/---

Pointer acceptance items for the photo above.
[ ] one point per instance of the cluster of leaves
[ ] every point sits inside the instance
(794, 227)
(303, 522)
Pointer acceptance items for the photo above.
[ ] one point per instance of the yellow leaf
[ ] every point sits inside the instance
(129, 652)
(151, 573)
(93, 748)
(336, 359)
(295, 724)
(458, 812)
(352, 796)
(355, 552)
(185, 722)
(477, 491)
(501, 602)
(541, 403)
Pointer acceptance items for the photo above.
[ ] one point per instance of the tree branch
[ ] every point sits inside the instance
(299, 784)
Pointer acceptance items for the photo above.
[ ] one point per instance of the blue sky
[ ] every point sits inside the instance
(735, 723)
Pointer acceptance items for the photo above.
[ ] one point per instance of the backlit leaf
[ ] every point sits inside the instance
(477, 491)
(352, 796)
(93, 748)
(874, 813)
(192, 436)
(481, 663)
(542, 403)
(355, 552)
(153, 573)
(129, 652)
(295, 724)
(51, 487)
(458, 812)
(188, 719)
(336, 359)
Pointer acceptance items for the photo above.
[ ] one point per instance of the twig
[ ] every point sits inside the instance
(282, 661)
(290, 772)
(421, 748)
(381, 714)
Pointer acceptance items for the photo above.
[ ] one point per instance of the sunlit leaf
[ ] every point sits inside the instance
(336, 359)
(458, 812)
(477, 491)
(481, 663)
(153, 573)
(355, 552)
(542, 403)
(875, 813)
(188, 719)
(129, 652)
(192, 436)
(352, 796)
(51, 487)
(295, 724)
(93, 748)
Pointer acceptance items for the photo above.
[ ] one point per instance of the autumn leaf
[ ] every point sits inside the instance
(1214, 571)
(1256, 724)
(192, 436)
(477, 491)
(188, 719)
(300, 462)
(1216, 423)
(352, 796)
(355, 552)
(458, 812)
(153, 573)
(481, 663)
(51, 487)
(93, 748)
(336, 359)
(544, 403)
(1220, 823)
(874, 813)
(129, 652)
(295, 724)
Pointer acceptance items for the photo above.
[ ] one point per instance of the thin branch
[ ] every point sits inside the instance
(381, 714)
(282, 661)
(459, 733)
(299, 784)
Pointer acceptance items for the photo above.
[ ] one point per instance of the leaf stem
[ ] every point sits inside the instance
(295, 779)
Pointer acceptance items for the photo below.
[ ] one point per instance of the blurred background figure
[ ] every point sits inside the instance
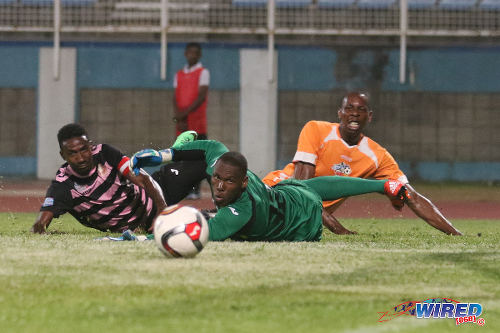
(190, 98)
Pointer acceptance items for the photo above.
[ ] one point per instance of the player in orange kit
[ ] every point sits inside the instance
(341, 149)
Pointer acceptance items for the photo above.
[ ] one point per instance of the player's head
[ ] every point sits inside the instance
(192, 53)
(354, 114)
(229, 178)
(76, 148)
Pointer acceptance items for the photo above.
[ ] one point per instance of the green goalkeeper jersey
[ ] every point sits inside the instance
(289, 211)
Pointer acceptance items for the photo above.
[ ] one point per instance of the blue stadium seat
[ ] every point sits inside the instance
(421, 4)
(68, 3)
(335, 3)
(249, 3)
(490, 4)
(376, 4)
(279, 3)
(457, 4)
(293, 3)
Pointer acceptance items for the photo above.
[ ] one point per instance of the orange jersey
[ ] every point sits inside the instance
(320, 144)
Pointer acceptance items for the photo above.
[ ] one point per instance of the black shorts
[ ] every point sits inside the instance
(177, 179)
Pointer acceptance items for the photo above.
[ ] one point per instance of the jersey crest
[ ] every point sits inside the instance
(342, 169)
(233, 211)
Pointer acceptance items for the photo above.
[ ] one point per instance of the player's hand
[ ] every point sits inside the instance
(184, 137)
(38, 228)
(397, 193)
(149, 157)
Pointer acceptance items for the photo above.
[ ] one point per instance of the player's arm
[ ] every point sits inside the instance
(209, 150)
(304, 170)
(42, 222)
(332, 224)
(427, 211)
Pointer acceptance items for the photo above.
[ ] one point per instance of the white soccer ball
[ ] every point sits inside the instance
(180, 231)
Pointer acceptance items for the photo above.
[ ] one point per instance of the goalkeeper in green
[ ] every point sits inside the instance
(249, 210)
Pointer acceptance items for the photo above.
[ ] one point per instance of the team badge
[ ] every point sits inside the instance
(48, 202)
(342, 169)
(233, 211)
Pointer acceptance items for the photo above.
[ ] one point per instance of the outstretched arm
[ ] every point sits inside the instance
(428, 212)
(334, 225)
(42, 222)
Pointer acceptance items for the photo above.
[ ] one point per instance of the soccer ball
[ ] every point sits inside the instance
(180, 231)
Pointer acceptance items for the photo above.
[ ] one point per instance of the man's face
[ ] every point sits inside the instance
(77, 152)
(228, 183)
(354, 114)
(193, 55)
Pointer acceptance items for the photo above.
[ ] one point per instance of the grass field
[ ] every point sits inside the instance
(69, 282)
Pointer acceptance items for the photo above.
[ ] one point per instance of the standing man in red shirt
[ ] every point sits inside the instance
(190, 98)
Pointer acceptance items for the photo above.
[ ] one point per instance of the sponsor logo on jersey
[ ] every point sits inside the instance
(437, 308)
(233, 211)
(48, 202)
(80, 188)
(342, 169)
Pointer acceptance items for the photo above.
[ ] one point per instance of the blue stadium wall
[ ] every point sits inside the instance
(137, 65)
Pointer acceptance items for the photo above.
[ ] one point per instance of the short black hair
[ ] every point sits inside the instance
(193, 45)
(70, 131)
(235, 159)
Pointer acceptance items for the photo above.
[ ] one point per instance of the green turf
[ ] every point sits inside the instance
(68, 282)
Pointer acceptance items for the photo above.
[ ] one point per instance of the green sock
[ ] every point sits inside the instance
(336, 187)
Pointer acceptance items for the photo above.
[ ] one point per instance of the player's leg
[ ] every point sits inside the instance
(335, 187)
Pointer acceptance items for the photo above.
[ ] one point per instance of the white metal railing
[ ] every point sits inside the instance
(402, 18)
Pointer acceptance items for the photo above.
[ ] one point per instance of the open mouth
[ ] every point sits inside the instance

\---

▶ _What the task asks_: Extract every line of the listing above that contains the word "branch".

▶ _Final result_:
[ ] one point per instance of the tree branch
[ ] one point per instance of the thin branch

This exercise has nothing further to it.